DATA PROVIDED:
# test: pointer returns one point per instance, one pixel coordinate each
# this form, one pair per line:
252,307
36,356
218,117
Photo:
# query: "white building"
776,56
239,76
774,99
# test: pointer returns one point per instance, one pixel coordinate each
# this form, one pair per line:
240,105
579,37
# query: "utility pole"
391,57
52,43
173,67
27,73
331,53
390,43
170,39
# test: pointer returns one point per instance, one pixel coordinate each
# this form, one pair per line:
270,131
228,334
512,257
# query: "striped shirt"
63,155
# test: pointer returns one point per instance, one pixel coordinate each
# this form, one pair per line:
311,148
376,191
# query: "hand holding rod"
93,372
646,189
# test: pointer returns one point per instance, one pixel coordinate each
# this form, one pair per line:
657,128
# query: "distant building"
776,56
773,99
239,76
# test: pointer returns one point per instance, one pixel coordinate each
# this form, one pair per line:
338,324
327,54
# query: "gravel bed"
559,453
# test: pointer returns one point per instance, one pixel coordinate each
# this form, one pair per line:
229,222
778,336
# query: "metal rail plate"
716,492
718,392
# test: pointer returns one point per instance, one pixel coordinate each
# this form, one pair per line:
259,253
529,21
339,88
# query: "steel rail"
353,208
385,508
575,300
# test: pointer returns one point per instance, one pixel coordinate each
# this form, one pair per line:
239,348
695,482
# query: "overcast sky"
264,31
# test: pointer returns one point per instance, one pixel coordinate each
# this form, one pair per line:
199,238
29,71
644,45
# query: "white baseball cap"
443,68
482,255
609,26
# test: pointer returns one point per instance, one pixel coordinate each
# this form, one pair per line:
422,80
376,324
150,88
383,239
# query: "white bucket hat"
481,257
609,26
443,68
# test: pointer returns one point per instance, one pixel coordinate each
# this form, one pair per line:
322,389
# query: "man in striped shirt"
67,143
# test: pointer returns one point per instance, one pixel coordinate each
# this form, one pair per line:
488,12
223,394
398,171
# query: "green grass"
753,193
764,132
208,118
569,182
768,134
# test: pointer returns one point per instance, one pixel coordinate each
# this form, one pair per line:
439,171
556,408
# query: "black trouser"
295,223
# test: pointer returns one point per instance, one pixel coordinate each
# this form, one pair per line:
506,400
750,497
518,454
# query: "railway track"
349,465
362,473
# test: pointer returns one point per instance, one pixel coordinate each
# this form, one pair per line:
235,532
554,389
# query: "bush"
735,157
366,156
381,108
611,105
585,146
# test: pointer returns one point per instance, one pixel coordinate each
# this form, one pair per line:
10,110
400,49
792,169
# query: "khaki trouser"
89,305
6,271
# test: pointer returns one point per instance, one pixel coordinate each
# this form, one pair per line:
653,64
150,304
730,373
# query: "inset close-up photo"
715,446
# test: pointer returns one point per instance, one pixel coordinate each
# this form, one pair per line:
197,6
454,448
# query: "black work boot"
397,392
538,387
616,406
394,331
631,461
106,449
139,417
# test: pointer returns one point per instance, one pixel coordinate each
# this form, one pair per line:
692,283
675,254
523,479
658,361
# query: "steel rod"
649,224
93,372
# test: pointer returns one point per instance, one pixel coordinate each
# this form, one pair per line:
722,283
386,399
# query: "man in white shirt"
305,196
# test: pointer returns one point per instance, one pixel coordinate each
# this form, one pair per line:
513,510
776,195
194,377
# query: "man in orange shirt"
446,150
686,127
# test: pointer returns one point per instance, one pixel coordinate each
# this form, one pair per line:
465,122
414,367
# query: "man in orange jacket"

TASK INSTRUCTIONS: Report every line of the data that contains the string "trouser", copying each line in full.

RESULT:
# query: "black trouser"
# query: "khaki trouser"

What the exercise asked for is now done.